## REQUIRED WORK
Locate the line containing "Class name: window frame" in the material below; repeat it and every line after it, exactly as written.

[A run of records]
+ + + + + + +

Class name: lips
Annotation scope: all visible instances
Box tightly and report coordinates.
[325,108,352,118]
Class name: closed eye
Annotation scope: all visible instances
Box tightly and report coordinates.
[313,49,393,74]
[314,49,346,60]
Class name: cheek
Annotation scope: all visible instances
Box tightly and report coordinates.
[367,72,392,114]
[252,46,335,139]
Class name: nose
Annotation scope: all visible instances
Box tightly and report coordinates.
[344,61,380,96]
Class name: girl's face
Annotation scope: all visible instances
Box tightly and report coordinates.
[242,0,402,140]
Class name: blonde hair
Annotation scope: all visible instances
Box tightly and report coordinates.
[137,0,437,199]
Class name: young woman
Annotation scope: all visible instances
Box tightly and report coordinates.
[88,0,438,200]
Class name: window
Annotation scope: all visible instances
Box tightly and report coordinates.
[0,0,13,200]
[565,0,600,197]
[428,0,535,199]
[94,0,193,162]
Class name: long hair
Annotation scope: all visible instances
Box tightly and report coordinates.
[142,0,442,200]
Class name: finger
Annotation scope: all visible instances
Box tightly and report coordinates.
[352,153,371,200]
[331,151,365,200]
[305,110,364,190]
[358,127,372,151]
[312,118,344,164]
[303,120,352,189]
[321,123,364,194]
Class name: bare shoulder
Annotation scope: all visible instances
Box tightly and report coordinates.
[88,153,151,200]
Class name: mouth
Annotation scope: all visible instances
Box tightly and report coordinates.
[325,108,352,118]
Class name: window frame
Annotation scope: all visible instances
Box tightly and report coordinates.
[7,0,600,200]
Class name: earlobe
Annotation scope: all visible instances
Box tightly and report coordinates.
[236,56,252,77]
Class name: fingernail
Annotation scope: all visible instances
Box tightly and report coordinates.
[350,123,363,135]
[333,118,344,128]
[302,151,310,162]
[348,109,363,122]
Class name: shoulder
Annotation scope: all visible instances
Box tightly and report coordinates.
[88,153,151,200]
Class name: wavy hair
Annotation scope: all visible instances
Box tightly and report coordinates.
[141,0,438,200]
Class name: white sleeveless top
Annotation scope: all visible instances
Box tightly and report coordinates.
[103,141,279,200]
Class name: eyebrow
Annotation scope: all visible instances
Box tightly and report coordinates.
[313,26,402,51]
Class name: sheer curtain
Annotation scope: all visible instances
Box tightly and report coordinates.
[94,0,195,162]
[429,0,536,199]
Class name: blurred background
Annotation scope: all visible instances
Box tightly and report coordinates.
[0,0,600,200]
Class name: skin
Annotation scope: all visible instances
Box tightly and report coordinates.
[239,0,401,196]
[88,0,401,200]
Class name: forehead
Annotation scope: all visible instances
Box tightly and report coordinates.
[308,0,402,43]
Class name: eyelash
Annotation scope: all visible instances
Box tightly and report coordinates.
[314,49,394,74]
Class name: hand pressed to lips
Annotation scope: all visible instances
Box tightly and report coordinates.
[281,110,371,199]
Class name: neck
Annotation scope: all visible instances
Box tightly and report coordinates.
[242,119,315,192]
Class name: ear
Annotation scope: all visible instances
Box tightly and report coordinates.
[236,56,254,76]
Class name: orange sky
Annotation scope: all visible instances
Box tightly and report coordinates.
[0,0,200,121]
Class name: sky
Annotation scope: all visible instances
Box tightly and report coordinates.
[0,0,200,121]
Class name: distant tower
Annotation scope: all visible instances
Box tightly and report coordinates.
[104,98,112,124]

+ + + + + + +

## FINISHED TASK
Class name: window frame
Annotation scope: all visible instances
Box tightly and report coordinates.
[7,0,600,200]
Class name: earlobe
Annotation scope: all visible instances
Box tightly and report coordinates.
[236,56,252,77]
Class name: fingernail
Annotation scope: all visible instances
Box tightly and report coordinates.
[350,123,363,135]
[333,118,344,128]
[302,151,310,162]
[348,109,363,122]
Class name: shoulder
Annotation scope: all visible instances
Box tightly and report coordinates.
[88,153,151,200]
Class name: wavy hair
Annotation scope: all visible instances
Box tightly and report coordinates.
[141,0,438,200]
Class name: white sleeveless top
Annotation scope: all visible instances
Box tightly and report coordinates.
[103,141,279,200]
Class name: eyebrow
Annotation scope: all visible instances
Box tightly and report coordinates.
[313,26,402,51]
Class name: sheer curtain
Annotation scope: all visible instances
Box tightly and report coordinates.
[94,0,195,162]
[429,0,536,199]
Class name: blurred background
Annotation scope: all visible instances
Box tightly and report coordinates.
[0,0,600,200]
Class name: skin
Annotation scope: all visible instances
Box tightly and report coordinates.
[239,0,401,196]
[88,0,401,200]
Class name: forehead
Annotation scope: all visible instances
Box tightly and report coordinates.
[308,0,402,43]
Class name: eyelash
Annotation scope: all visible instances
Box tightly and report coordinates.
[314,49,394,74]
Class name: hand pressed to lips
Annotation scope: all visible instances
Box tightly and report coordinates.
[281,110,371,199]
Class name: neck
Annotation scope: all visible instances
Box tightly and report coordinates.
[242,119,315,192]
Class name: ear
Annotation scope: all visible instances
Box tightly and report coordinates.
[236,56,254,76]
Class name: orange sky
Annotation scope: all visible instances
Box tightly and report coordinates.
[0,0,200,121]
Class name: sky
Annotation scope: all visible instances
Box tightly and report coordinates.
[0,0,200,121]
Class name: distant tower
Annotation scope: all visible instances
Box tightly and report coordinates.
[104,98,112,124]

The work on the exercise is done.